# DATA FOR THIS EXERCISE
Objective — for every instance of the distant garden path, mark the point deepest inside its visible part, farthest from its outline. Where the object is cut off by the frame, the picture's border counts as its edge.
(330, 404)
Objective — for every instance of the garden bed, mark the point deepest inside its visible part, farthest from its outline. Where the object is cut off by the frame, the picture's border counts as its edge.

...

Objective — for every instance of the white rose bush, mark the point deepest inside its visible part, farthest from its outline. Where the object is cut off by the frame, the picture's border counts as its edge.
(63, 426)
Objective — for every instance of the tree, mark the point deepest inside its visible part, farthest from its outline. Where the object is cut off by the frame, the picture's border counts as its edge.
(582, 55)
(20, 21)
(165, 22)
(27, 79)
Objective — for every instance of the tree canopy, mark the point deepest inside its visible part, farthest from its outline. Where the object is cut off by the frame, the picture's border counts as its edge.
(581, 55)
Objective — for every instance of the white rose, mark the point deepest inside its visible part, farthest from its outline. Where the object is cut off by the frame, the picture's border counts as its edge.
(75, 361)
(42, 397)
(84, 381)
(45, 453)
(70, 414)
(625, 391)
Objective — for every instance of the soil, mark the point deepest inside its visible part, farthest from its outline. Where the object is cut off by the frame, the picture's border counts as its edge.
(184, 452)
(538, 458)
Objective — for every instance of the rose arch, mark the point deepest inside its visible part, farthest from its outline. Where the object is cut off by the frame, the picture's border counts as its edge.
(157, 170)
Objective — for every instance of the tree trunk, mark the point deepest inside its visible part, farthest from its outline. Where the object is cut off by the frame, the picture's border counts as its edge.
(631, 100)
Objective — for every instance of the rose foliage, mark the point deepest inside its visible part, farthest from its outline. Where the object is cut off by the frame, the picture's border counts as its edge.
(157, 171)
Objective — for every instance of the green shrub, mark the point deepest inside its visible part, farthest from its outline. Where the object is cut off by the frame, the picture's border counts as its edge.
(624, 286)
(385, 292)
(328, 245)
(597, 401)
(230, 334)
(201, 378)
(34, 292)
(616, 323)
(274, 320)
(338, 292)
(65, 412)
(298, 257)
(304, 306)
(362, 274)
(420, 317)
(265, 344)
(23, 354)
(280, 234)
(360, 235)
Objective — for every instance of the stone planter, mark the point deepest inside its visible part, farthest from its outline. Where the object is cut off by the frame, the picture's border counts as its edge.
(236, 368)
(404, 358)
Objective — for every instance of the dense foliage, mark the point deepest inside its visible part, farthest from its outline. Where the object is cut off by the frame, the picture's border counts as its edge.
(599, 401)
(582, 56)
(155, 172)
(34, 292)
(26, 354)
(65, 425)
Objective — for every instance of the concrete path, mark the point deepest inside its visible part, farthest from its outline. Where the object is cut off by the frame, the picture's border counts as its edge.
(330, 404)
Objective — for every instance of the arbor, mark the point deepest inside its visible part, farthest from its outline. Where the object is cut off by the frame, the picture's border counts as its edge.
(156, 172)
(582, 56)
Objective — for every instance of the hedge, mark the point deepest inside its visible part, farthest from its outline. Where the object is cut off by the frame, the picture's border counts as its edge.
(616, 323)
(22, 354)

# YOUR GOAL
Rewrite everything from the row containing "Objective — for every instance of the distant" down to the row containing "Objective — for every instance of the garden", both included and requests kept. Multiply each coordinate in the answers by 1.75 and round to whole numbers, with halves rounding up.

# SOLVED PROBLEM
Objective — for every instance of the distant garden path, mark the point deepest inside its visible part, farthest from its outline. Where the object is cut off by the frame, the picture's border counts as its edge.
(578, 707)
Objective — for every instance of the garden bed, mark the point deepest inside its visible part, farthest from its outline. Where the object is cut off by the frame, the picture's border counts as its edge.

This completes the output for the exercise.